Nothing in the records may change. Print them all again.
━━━━━ Data provided
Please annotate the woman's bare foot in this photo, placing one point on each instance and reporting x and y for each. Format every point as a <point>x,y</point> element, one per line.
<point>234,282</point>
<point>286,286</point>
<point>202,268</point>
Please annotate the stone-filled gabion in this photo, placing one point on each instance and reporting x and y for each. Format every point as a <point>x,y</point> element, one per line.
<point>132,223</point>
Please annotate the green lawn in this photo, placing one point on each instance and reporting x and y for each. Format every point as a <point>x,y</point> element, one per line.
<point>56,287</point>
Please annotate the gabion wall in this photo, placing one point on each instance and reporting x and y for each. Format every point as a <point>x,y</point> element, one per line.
━━━━━━━━━━
> _Solution to this problem_
Please annotate the woman's bare foot in this photo, placing one point on each instance and reporting x and y for each. Format every point as a <point>x,y</point> element, one per line.
<point>234,282</point>
<point>286,286</point>
<point>202,268</point>
Please annotate the stone-filled gabion in this photo, placing one point on each instance and reporting x and y for each. Format every point as a <point>x,y</point> element, one per line.
<point>132,223</point>
Please annotate the green lawn in this photo, placing one point on each instance and reporting x and y for each. Format every point as a <point>x,y</point> element, one per line.
<point>56,287</point>
Please annotate the gabion wall in this photo, placing one point on each instance and reporting x and y for each. Format every point as a <point>x,y</point> element, one per line.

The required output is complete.